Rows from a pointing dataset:
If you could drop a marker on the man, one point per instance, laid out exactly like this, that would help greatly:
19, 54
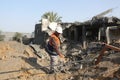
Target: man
53, 49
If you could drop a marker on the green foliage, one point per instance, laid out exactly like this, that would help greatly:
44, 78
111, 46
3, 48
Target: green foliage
17, 36
52, 17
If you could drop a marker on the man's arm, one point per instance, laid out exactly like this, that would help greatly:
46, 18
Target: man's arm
57, 48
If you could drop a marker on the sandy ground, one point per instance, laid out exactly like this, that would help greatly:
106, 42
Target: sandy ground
18, 62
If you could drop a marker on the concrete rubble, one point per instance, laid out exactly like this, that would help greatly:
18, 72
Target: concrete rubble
82, 44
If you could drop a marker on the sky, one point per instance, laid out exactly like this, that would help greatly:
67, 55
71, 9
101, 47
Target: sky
22, 15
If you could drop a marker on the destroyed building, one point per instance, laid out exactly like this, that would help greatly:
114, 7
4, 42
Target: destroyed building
97, 29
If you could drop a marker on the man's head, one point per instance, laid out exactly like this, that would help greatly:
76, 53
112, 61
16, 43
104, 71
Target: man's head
59, 30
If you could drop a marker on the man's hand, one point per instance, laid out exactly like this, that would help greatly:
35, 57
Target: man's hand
61, 55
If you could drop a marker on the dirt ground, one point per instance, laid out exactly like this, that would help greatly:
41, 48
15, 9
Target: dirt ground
18, 62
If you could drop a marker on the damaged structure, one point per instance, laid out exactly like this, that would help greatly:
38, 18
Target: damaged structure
99, 28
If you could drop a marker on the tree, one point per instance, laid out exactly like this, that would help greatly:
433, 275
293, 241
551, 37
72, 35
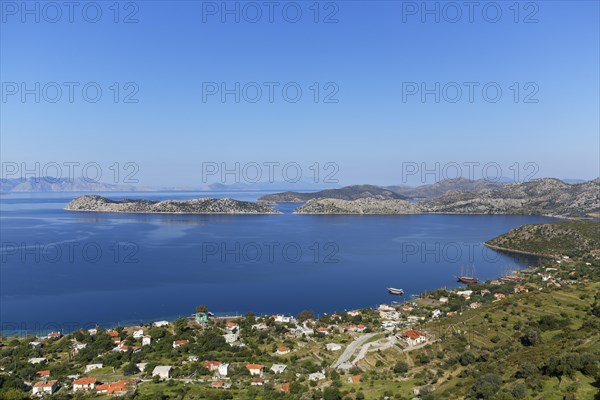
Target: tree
305, 315
518, 390
487, 386
531, 337
401, 367
203, 309
130, 369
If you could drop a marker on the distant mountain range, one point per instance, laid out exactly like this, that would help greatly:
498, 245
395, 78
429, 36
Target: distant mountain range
194, 206
545, 196
346, 193
47, 184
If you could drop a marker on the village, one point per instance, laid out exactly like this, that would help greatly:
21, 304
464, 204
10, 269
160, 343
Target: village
274, 355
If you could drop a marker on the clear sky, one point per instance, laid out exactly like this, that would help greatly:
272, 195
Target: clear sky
370, 56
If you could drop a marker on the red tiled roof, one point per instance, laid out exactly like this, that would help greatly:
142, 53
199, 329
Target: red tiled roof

■ DIRECTIONS ■
Reproduce precisely the lines of the listing above, from the line containing "If you could drop a marker on the damaged" to the last line, both ends included. Pictures are to be omitted.

■ TASK ANSWER ■
If you could drop a marker on the damaged structure, one point per instance, laid out exactly like this, that would help greatly:
38, 18
Target: damaged structure
99, 28
If you could drop a marker on the tree, one point per instance, laid out exactly like this, that would help greatly:
433, 275
293, 241
551, 37
72, 35
Target: tree
305, 315
518, 390
487, 386
531, 337
401, 367
203, 309
130, 369
If you could drop a marker on the distant mountain range, one point per instance, laid out exactly like this, that would help greatly:
498, 245
395, 78
429, 36
Target: distant mountain range
194, 206
545, 196
346, 193
47, 184
If you could drop a marker on the village, one point per instance, laid out exactly like this, that would help greatly:
21, 304
464, 204
10, 269
160, 343
Target: village
274, 355
If you could drop a marker on the clear sky, one point per instance, laid out exactly like this, that would help greatly:
272, 195
Target: clear sky
370, 56
If you could drop a marker on the red tiled roof, one point per instance, laid out exactly like this, that would help greatly:
142, 53
199, 329
Target: red tiled roof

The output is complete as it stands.